§ Task inputs:
----------------
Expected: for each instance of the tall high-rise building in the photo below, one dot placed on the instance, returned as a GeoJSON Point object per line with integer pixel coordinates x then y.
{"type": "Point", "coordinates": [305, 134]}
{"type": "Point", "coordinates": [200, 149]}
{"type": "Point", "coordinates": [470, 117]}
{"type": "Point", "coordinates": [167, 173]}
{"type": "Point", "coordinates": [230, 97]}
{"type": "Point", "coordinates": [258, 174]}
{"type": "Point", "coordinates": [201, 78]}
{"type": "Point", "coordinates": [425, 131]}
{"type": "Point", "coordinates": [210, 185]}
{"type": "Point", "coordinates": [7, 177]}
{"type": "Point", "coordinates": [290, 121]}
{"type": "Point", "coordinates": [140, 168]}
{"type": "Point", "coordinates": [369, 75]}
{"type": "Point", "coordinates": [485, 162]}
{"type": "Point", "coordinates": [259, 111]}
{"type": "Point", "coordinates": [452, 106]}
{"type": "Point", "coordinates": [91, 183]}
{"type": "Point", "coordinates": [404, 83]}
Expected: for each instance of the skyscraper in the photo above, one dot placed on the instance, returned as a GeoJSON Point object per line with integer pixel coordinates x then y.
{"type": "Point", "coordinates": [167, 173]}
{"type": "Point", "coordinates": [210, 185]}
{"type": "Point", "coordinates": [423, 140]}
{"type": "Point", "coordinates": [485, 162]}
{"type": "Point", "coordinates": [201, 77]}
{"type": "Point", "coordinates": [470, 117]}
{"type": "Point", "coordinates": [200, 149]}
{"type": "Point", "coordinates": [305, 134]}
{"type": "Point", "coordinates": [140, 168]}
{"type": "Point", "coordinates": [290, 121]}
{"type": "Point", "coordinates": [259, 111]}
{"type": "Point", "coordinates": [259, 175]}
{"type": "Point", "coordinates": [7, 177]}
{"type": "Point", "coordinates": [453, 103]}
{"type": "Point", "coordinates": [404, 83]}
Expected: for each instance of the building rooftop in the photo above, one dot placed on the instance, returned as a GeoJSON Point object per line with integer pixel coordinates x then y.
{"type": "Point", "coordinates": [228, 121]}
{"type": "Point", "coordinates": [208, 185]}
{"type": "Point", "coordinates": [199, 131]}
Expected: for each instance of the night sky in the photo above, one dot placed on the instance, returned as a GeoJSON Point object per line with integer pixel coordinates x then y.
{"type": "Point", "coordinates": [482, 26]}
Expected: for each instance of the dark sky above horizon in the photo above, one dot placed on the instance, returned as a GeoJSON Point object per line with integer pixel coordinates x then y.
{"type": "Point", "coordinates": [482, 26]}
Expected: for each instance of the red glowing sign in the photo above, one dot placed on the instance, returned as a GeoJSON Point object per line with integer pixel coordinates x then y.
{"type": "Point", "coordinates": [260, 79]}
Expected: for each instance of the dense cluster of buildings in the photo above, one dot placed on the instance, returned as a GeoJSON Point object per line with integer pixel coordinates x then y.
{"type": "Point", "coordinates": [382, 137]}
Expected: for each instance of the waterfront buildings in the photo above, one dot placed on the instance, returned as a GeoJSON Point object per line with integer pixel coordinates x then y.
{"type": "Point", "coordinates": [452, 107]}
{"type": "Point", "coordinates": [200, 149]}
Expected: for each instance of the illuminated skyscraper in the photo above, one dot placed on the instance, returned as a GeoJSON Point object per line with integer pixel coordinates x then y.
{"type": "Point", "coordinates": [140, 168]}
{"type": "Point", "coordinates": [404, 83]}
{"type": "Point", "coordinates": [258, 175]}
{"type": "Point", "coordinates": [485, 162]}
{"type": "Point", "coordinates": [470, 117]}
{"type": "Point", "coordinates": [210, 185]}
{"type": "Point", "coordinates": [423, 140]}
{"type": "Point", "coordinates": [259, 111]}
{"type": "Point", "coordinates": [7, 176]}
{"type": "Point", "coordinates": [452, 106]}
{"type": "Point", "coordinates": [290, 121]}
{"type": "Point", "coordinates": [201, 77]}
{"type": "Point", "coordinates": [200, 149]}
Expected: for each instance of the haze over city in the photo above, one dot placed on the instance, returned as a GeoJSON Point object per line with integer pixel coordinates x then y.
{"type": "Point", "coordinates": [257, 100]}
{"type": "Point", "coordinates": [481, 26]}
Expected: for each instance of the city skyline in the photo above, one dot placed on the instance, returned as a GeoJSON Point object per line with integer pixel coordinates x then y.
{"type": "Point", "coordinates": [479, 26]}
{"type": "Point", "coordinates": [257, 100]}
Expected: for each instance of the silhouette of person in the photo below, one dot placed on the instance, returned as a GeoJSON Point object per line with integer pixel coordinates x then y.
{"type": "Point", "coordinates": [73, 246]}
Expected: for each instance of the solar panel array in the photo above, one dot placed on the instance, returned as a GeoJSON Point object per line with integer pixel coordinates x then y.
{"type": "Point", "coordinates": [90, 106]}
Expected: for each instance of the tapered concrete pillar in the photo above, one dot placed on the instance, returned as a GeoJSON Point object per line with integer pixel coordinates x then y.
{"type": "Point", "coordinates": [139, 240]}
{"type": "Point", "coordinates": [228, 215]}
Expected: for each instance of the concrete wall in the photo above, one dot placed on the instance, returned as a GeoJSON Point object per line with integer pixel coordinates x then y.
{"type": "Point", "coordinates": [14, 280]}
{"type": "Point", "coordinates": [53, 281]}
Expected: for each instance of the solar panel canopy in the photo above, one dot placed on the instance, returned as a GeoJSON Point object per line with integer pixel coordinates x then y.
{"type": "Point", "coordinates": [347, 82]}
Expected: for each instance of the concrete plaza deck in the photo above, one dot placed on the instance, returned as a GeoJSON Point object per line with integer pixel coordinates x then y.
----------------
§ Directions for this task: Provide an exact reproduction of all the entries shown above.

§ Written solution:
Expected: for each instance of the tall high-rise building in the photo below, one dot placed on the instance, returned as a GeoJSON Point object per line with integer pixel coordinates x then y.
{"type": "Point", "coordinates": [305, 134]}
{"type": "Point", "coordinates": [200, 149]}
{"type": "Point", "coordinates": [470, 117]}
{"type": "Point", "coordinates": [167, 173]}
{"type": "Point", "coordinates": [230, 97]}
{"type": "Point", "coordinates": [258, 174]}
{"type": "Point", "coordinates": [201, 78]}
{"type": "Point", "coordinates": [425, 131]}
{"type": "Point", "coordinates": [210, 185]}
{"type": "Point", "coordinates": [7, 177]}
{"type": "Point", "coordinates": [290, 121]}
{"type": "Point", "coordinates": [140, 168]}
{"type": "Point", "coordinates": [369, 75]}
{"type": "Point", "coordinates": [485, 162]}
{"type": "Point", "coordinates": [259, 111]}
{"type": "Point", "coordinates": [452, 106]}
{"type": "Point", "coordinates": [91, 183]}
{"type": "Point", "coordinates": [404, 83]}
Expected: for each instance of the skyscraper in the photo above, one dot placed on the instance, returned as a GeoJSON Point object per line with integer pixel coordinates x then y.
{"type": "Point", "coordinates": [167, 173]}
{"type": "Point", "coordinates": [210, 185]}
{"type": "Point", "coordinates": [423, 140]}
{"type": "Point", "coordinates": [485, 162]}
{"type": "Point", "coordinates": [201, 77]}
{"type": "Point", "coordinates": [470, 117]}
{"type": "Point", "coordinates": [200, 149]}
{"type": "Point", "coordinates": [305, 134]}
{"type": "Point", "coordinates": [140, 168]}
{"type": "Point", "coordinates": [290, 121]}
{"type": "Point", "coordinates": [259, 111]}
{"type": "Point", "coordinates": [259, 175]}
{"type": "Point", "coordinates": [7, 177]}
{"type": "Point", "coordinates": [453, 103]}
{"type": "Point", "coordinates": [404, 83]}
Expected: for each instance of the building rooftop in the photo above, one dot placed on the instance, returned as a GeoJSON Point object per line with integer pixel coordinates x then y.
{"type": "Point", "coordinates": [228, 121]}
{"type": "Point", "coordinates": [208, 185]}
{"type": "Point", "coordinates": [199, 131]}
Expected: for each instance of the night sky in the photo above, one dot placed on the instance, returned as a GeoJSON Point object per line with integer pixel coordinates x then y.
{"type": "Point", "coordinates": [482, 26]}
Expected: for each instance of the dark sky above horizon in the photo above, one dot placed on the instance, returned as a GeoJSON Point object per line with integer pixel coordinates x then y.
{"type": "Point", "coordinates": [482, 26]}
Expected: for each instance of the red glowing sign in the photo above, one dot placed on the instance, returned as a GeoJSON Point object per line with integer pixel coordinates x then y.
{"type": "Point", "coordinates": [260, 79]}
Expected: for each instance of the dense cluster of buildings in the photo above, one dot placed on the instance, returned as a GeoJSON Point object per line with integer pixel coordinates x then y.
{"type": "Point", "coordinates": [382, 137]}
Expected: for each instance of the waterfront buildings in the photo above, one dot placed on the instance, returned as a GeoJSON Point object per line with integer pixel coordinates x then y.
{"type": "Point", "coordinates": [452, 107]}
{"type": "Point", "coordinates": [200, 149]}
Expected: for each instance of the illuminated skyscraper in the photo above, one dot placed on the instance, returned as a GeoJSON Point object per line with integer pixel coordinates x then y.
{"type": "Point", "coordinates": [140, 168]}
{"type": "Point", "coordinates": [404, 83]}
{"type": "Point", "coordinates": [258, 175]}
{"type": "Point", "coordinates": [485, 162]}
{"type": "Point", "coordinates": [470, 117]}
{"type": "Point", "coordinates": [210, 185]}
{"type": "Point", "coordinates": [423, 140]}
{"type": "Point", "coordinates": [259, 111]}
{"type": "Point", "coordinates": [7, 176]}
{"type": "Point", "coordinates": [452, 106]}
{"type": "Point", "coordinates": [290, 121]}
{"type": "Point", "coordinates": [201, 77]}
{"type": "Point", "coordinates": [200, 149]}
Expected: for each instance of the haze over city in the photo above, one dot placed on the instance, returned as a GeoJSON Point object per line with integer pixel coordinates x then y.
{"type": "Point", "coordinates": [257, 100]}
{"type": "Point", "coordinates": [481, 26]}
Expected: for each instance of the city skyline in the photo above, one dot placed on the instance, returned as a GeoJSON Point object per line with integer pixel coordinates x then y.
{"type": "Point", "coordinates": [479, 26]}
{"type": "Point", "coordinates": [257, 100]}
Expected: for each instance of the silhouette of person in the photo below, one dot placed on the instance, returned as a GeoJSON Point object per line with integer pixel coordinates x then y.
{"type": "Point", "coordinates": [73, 246]}
Expected: for each instance of the solar panel array in the photo above, one dot placed on the instance, returned as a GeoJSON Point object per line with integer pixel coordinates x then y.
{"type": "Point", "coordinates": [90, 106]}
Expected: for each instance of the tapered concrete pillar in the photo above, one dot placed on the instance, returned as a GeoJSON Point object per line with integer pixel coordinates x then y.
{"type": "Point", "coordinates": [139, 240]}
{"type": "Point", "coordinates": [228, 215]}
Expected: for each instance of the concrete wall in the photo above, one dot placed on the instance, returned as a GeoJSON Point object per line with integer pixel coordinates x then y.
{"type": "Point", "coordinates": [14, 280]}
{"type": "Point", "coordinates": [53, 281]}
Expected: for each instance of the solar panel canopy in the photo above, one dot placed on the instance, returned as a GeoJSON Point object per line with integer pixel coordinates x then y.
{"type": "Point", "coordinates": [347, 82]}
Expected: for each instance of the concrete plaza deck in the photo above, one dot placed on the instance, returned as a GeoJSON Point object per line with integer pixel coordinates x then y.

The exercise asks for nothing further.